Task goal -
The records should be copied out again with no alteration.

Data supplied -
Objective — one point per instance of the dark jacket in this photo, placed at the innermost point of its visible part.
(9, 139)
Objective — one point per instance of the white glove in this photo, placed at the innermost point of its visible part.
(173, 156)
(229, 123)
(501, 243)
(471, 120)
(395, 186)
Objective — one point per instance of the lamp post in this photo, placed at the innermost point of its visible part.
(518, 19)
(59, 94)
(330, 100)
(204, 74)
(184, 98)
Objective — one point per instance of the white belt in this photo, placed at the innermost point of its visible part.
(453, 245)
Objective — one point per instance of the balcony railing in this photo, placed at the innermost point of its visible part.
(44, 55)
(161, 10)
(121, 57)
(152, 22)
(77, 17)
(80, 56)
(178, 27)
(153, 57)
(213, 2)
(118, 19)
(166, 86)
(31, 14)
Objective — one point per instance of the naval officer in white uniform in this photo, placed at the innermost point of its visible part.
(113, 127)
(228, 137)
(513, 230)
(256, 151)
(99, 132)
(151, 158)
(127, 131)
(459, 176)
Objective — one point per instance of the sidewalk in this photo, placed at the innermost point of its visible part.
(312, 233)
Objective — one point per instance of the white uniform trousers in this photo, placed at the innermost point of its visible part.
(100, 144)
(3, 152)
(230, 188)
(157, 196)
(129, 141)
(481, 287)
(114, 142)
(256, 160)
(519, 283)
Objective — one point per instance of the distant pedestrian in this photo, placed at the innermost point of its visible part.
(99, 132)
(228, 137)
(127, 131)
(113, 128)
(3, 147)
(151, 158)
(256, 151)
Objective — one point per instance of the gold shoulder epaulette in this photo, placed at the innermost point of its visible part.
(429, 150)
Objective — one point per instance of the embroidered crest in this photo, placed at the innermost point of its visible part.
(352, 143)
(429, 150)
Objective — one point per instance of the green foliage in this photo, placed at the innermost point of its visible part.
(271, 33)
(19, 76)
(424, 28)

Response -
Objective — one point per instance of the dark jacket in this photo, placed at the innermost point of its visible part.
(9, 139)
Objective — one point per instance of the white glove in this photo, placed at the innermost point of its visible part.
(173, 156)
(229, 123)
(501, 243)
(471, 120)
(395, 186)
Objective — one point per instance of the lamp post in this photo, placed at the innermost point of its visible part.
(518, 19)
(59, 94)
(330, 100)
(204, 74)
(184, 98)
Objective — one point per instance of the white belt in this photo, placed at the innermost point of its visible part.
(453, 245)
Objective — one point per instance of the balcony railing in this photo, placed at the innermost point of its visible part.
(44, 55)
(161, 10)
(121, 57)
(152, 22)
(77, 17)
(80, 56)
(178, 27)
(153, 57)
(213, 2)
(118, 19)
(166, 86)
(31, 14)
Objective — one point per instance of the naval officer in white uniform in this photo, placed at the innermost point of its visible part.
(113, 127)
(228, 137)
(513, 230)
(256, 151)
(99, 132)
(151, 158)
(127, 131)
(459, 176)
Objective — one point per instance of the sidewalk in this photo, placed at the innermost point of its visible part.
(312, 233)
Objective — one point per instance of the white uniform trousers in this photo, placed at the innermost point of its visible part.
(100, 144)
(3, 152)
(230, 188)
(157, 196)
(129, 141)
(481, 287)
(114, 142)
(256, 160)
(519, 283)
Objective — one point per instance of the distant pedestrian in this photo, placed at the innermost point of its visible part.
(99, 132)
(228, 137)
(127, 131)
(113, 128)
(3, 147)
(151, 158)
(256, 151)
Objective — one point per instance of the gold shoulder epaulette in this photo, placed at the innermost point of its visible part.
(429, 150)
Objective — one point per instance of the embroidered crest in this photo, placed at the innermost point of its visible part.
(352, 143)
(429, 150)
Objective — one point per instance of the green foliage in this photo, placed at the innermost point of its visible part.
(271, 33)
(19, 76)
(424, 28)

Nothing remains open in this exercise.